— Task details —
Transcribe the records below from the first line to the line that includes "314L34 323L56 316L154", inclusive, and omit the pictures.

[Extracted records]
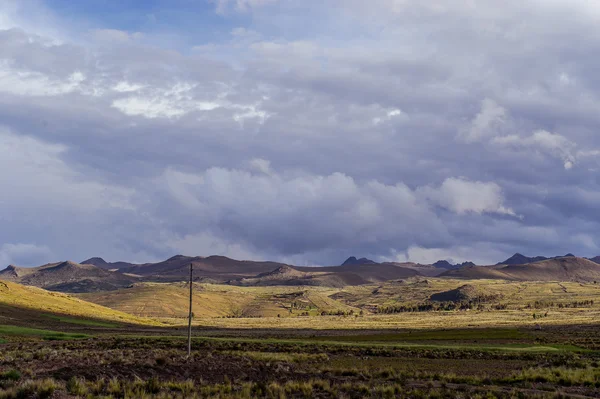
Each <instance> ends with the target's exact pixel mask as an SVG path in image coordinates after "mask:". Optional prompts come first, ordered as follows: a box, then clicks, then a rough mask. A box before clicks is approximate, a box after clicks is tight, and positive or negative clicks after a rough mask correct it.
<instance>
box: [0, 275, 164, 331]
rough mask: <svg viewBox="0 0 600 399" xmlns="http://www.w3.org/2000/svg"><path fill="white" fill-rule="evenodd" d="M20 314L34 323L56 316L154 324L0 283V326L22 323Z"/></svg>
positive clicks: (128, 315) (121, 314)
mask: <svg viewBox="0 0 600 399" xmlns="http://www.w3.org/2000/svg"><path fill="white" fill-rule="evenodd" d="M24 313H28V316H29V317H33V318H34V319H36V318H40V317H46V318H48V317H50V316H51V315H52V314H54V315H57V314H58V315H68V316H77V317H84V318H90V317H93V318H96V319H101V320H111V321H118V322H123V323H136V324H155V322H153V321H151V320H147V319H140V318H139V317H135V316H132V315H130V314H127V313H123V312H119V311H117V310H113V309H110V308H106V307H104V306H100V305H98V304H95V303H90V302H86V301H83V300H81V299H78V298H75V297H72V296H70V295H67V294H62V293H58V292H49V291H46V290H43V289H41V288H37V287H27V286H23V285H20V284H17V283H13V282H9V281H0V324H15V323H16V322H19V321H22V320H21V319H22V316H21V315H22V314H24Z"/></svg>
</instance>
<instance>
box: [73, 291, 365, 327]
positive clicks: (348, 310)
mask: <svg viewBox="0 0 600 399" xmlns="http://www.w3.org/2000/svg"><path fill="white" fill-rule="evenodd" d="M188 287H189V286H188V285H186V284H185V283H141V284H136V285H134V286H133V287H131V288H125V289H121V290H118V291H113V292H110V293H103V292H97V293H89V294H80V295H79V297H80V298H82V299H84V300H86V301H90V302H94V303H98V304H101V305H103V306H107V307H110V308H113V309H117V310H120V311H123V312H127V313H131V314H134V315H139V316H148V317H161V318H181V319H183V318H185V317H186V316H187V309H188V303H189V302H188V301H189V297H188V295H189V288H188ZM335 292H337V290H336V289H332V288H322V287H299V286H295V287H284V286H278V287H276V286H270V287H236V286H229V285H216V284H197V283H195V284H194V295H193V307H194V314H195V315H196V316H197V317H232V318H239V317H276V316H277V315H280V316H282V317H284V316H298V315H301V314H303V313H305V312H308V313H309V314H311V315H318V314H320V313H321V312H323V311H325V312H335V311H338V310H344V311H349V310H351V309H355V308H352V307H351V306H348V305H345V304H343V303H340V302H337V301H335V300H333V299H331V298H330V297H329V296H330V295H331V294H333V293H335ZM355 310H356V311H357V312H358V309H355Z"/></svg>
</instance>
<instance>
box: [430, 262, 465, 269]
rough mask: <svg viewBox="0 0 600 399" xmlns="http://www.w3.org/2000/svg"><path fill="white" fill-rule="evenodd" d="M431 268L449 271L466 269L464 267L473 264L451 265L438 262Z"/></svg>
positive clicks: (459, 264)
mask: <svg viewBox="0 0 600 399" xmlns="http://www.w3.org/2000/svg"><path fill="white" fill-rule="evenodd" d="M432 266H433V267H435V268H438V269H446V270H451V269H460V268H461V267H466V266H475V263H473V262H463V263H457V264H455V265H453V264H452V263H450V262H448V261H447V260H438V261H437V262H435V263H434V264H433V265H432Z"/></svg>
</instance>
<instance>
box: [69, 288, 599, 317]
mask: <svg viewBox="0 0 600 399" xmlns="http://www.w3.org/2000/svg"><path fill="white" fill-rule="evenodd" d="M466 283H468V284H470V285H472V286H474V287H475V288H476V289H477V290H478V291H480V292H485V293H488V294H489V295H490V296H492V297H493V298H494V299H493V300H491V301H487V302H482V303H478V306H476V307H472V308H471V309H469V311H458V310H455V311H446V312H441V311H437V312H402V313H400V314H380V312H381V310H382V309H385V308H390V307H398V306H405V307H411V306H415V307H416V306H418V305H420V304H424V303H431V301H430V297H431V295H433V294H436V293H440V292H444V291H448V290H453V289H456V288H457V287H460V286H462V285H464V284H466ZM187 292H188V291H187V288H186V286H185V284H180V283H179V284H140V285H137V286H135V287H133V288H129V289H123V290H119V291H115V292H110V293H92V294H82V295H79V298H81V299H84V300H86V301H90V302H94V303H97V304H100V305H103V306H106V307H109V308H113V309H115V310H118V311H122V312H127V313H131V314H134V315H136V316H140V317H153V318H161V319H162V320H164V321H167V322H169V323H173V324H183V323H185V320H184V319H185V317H186V315H187V300H188V299H187ZM598 298H600V284H591V283H590V284H580V283H574V282H564V283H560V282H508V281H502V280H476V281H464V280H451V279H439V278H428V279H423V278H420V279H409V280H405V281H392V282H386V283H383V284H376V285H364V286H349V287H346V288H341V289H340V288H325V287H232V286H227V285H214V284H196V286H195V294H194V314H195V316H196V324H198V325H202V326H206V327H214V328H247V329H252V328H281V329H302V328H311V329H332V328H333V329H335V328H346V329H370V328H376V329H398V328H412V329H424V328H425V329H427V328H437V327H447V328H461V327H510V326H531V327H533V326H535V325H542V326H543V325H550V324H552V325H553V324H564V323H576V324H587V323H594V322H595V321H596V320H598V317H600V300H598ZM594 299H596V302H594ZM574 304H575V305H574ZM335 315H342V316H335Z"/></svg>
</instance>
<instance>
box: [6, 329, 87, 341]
mask: <svg viewBox="0 0 600 399" xmlns="http://www.w3.org/2000/svg"><path fill="white" fill-rule="evenodd" d="M0 336H13V337H15V336H16V337H36V338H42V339H45V340H48V341H58V340H68V339H82V338H89V335H85V334H72V333H71V334H70V333H64V332H57V331H49V330H40V329H36V328H26V327H18V326H3V325H0Z"/></svg>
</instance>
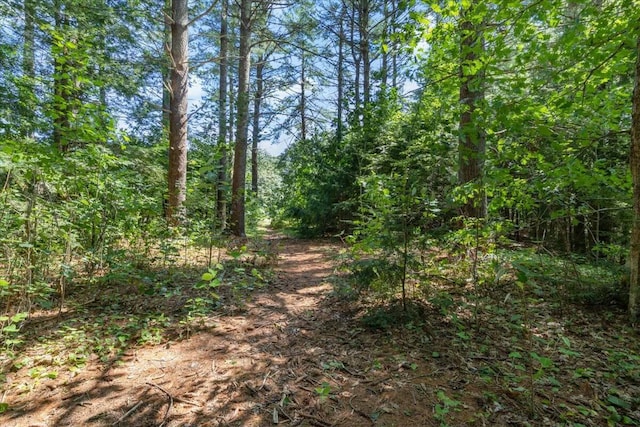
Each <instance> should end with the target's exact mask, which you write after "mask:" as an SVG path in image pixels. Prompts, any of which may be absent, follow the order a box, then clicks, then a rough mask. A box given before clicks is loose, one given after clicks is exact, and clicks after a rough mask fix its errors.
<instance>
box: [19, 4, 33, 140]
mask: <svg viewBox="0 0 640 427" xmlns="http://www.w3.org/2000/svg"><path fill="white" fill-rule="evenodd" d="M23 8H24V30H23V37H24V44H23V46H22V76H23V81H22V83H21V87H20V92H21V93H20V103H21V106H20V108H21V110H22V116H23V117H24V119H25V122H26V123H28V124H27V125H26V126H25V127H24V128H23V129H22V134H23V135H24V136H29V137H30V136H32V135H33V120H34V118H35V109H36V105H35V93H34V80H35V50H34V43H35V14H36V7H35V3H34V0H24V3H23Z"/></svg>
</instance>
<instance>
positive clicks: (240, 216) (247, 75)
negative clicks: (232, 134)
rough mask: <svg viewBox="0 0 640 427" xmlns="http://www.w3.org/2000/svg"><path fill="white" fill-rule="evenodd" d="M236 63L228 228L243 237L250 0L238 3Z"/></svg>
mask: <svg viewBox="0 0 640 427" xmlns="http://www.w3.org/2000/svg"><path fill="white" fill-rule="evenodd" d="M239 60H240V62H239V64H238V98H237V111H238V115H237V117H238V118H237V123H236V126H237V128H236V142H235V150H234V156H233V179H232V180H231V230H232V232H233V234H234V235H236V236H241V237H244V236H245V234H246V232H245V191H246V190H245V185H246V173H247V143H248V132H249V72H250V68H251V0H242V2H241V4H240V58H239Z"/></svg>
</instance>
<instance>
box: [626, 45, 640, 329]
mask: <svg viewBox="0 0 640 427" xmlns="http://www.w3.org/2000/svg"><path fill="white" fill-rule="evenodd" d="M636 43H637V44H636V69H635V84H634V88H633V101H632V105H633V107H632V113H631V155H630V160H629V162H630V167H631V176H632V178H633V226H632V229H631V247H630V251H629V266H630V270H631V277H630V281H629V316H630V317H631V321H632V322H633V323H636V322H637V321H638V298H639V295H640V37H638V40H637V42H636Z"/></svg>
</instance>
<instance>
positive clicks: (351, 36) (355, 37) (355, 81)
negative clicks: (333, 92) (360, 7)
mask: <svg viewBox="0 0 640 427" xmlns="http://www.w3.org/2000/svg"><path fill="white" fill-rule="evenodd" d="M349 26H350V27H349V32H350V34H349V35H350V40H349V44H350V45H351V56H352V57H353V71H354V73H355V75H354V81H353V100H354V101H353V102H354V108H355V111H356V114H357V115H358V116H359V115H360V111H359V110H360V61H361V59H362V57H361V56H360V49H359V48H358V49H356V34H355V33H356V8H355V6H352V8H351V19H350V22H349Z"/></svg>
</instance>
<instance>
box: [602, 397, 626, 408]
mask: <svg viewBox="0 0 640 427" xmlns="http://www.w3.org/2000/svg"><path fill="white" fill-rule="evenodd" d="M607 401H608V402H609V403H611V404H612V405H614V406H617V407H618V408H622V409H631V405H630V404H629V402H627V401H625V400H622V399H620V398H619V397H618V396H613V395H609V396H608V397H607Z"/></svg>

— Answer below —
Each <instance> ends with the target's exact pixel mask as an SVG path in image coordinates after "mask:". Optional prompts come first, ordered as follows: a box, then clicks, then a rough mask. A box before clicks is approximate, a box after clicks is tight, and positive or negative clicks after a rough mask correct it.
<instance>
box: [0, 275, 164, 331]
rough mask: <svg viewBox="0 0 600 399" xmlns="http://www.w3.org/2000/svg"><path fill="white" fill-rule="evenodd" d="M20 314L34 323L56 316L154 324L0 283V326L22 323Z"/></svg>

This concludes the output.